__WHAT THE TASK REQUIRES__
Could you print only the lines from the one containing "jacket and give integer pixel coordinates." through the end of the listing below, unchanged?

__DATA PROVIDED__
=====

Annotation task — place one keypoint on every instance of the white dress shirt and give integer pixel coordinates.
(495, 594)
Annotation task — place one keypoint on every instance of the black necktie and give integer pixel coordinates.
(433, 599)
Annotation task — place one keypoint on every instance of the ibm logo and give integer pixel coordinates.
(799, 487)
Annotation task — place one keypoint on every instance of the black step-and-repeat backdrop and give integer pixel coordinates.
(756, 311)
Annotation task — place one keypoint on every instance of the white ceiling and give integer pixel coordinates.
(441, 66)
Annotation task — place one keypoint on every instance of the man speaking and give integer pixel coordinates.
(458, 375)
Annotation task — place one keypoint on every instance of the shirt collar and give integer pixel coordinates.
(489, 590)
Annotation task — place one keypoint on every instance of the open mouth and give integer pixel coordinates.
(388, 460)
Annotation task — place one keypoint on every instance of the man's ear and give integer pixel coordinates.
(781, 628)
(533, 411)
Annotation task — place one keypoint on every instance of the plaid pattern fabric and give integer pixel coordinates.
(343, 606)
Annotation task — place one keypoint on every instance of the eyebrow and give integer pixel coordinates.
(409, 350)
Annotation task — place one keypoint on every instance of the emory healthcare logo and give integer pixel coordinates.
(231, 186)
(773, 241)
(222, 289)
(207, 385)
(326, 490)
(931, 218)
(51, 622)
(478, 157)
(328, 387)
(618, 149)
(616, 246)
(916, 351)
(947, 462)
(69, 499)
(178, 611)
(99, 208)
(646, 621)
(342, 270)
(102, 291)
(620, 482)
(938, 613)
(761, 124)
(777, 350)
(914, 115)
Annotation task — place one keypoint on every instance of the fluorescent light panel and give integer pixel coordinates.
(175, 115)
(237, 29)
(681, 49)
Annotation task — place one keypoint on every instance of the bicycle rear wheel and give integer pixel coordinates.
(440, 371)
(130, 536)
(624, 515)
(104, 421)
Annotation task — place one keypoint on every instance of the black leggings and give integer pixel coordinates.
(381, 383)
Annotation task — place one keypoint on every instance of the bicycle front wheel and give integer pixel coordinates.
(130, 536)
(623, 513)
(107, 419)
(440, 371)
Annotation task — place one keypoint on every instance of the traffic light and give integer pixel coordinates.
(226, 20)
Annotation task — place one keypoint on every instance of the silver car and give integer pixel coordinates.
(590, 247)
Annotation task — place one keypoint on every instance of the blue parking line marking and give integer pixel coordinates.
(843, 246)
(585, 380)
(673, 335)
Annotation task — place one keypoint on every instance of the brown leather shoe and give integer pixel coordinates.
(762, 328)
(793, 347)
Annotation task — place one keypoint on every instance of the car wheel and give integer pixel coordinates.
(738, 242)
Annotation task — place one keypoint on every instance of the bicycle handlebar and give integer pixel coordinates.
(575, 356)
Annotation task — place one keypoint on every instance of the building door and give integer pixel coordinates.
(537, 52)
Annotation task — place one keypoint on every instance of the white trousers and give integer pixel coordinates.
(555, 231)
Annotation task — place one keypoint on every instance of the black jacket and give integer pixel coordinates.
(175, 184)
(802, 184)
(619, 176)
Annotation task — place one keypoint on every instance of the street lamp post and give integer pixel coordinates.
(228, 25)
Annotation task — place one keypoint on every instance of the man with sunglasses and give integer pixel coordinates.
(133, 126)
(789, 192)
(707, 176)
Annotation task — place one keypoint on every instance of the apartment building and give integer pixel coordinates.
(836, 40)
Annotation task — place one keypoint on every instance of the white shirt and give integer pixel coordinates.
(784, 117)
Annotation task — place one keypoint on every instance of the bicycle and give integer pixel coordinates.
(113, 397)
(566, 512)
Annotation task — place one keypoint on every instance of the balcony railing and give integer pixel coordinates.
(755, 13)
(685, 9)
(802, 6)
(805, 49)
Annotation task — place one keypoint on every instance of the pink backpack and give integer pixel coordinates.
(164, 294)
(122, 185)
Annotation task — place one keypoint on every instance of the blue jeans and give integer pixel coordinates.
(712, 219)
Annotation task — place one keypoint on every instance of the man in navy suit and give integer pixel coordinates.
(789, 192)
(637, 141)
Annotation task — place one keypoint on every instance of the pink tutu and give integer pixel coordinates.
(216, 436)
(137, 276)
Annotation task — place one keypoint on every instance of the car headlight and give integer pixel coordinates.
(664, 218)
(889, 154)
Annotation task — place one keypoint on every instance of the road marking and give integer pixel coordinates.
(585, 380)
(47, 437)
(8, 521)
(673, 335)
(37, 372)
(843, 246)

=====

__SOLUTION TO THE PROBLEM__
Annotation task — place one keypoint on every instance of the black jacket and give integer pixel coordinates.
(175, 184)
(802, 184)
(619, 176)
Annotation task — place one keypoint on every instance of the street lamp post and give integer pixel coordinates.
(228, 25)
Annotation task — place one keypoint on every instance of the man with sunglasses and give integer pixel coordinates.
(133, 126)
(789, 192)
(707, 176)
Annotation task — place one keypoint on every instance of the apartment building and give integer pixel coordinates.
(836, 40)
Annotation task — place one keypoint on every instance of the white shirt and give integer pixel coordinates.
(784, 117)
Annotation task — place one keypoint on every instance of the bicycle and give integer pixel coordinates.
(113, 397)
(566, 512)
Annotation task — place one keypoint on every instance of the balcony railing and give integer pixel coordinates.
(755, 13)
(685, 9)
(802, 6)
(805, 49)
Annotation task — place one keypoint on every instance of the pink backpack and give integer pixel coordinates.
(164, 294)
(122, 185)
Annotation task — place one keypoint on every instance of the blue jeans and give integer pixel coordinates.
(712, 219)
Annotation task — place one keypoint on every instance of the man in navy suit and give integer pixel coordinates.
(789, 192)
(637, 141)
Annotation task — place one keypoint on every instance of the pink tutu and give integer pixel coordinates.
(216, 436)
(137, 276)
Annotation task — place one keypoint on every instance of the car headlight and give integer pixel coordinates.
(664, 218)
(889, 154)
Annotation task — place one keypoint on every instance of the road marking and give integer pixel coordinates.
(585, 380)
(47, 437)
(8, 521)
(673, 335)
(37, 372)
(843, 246)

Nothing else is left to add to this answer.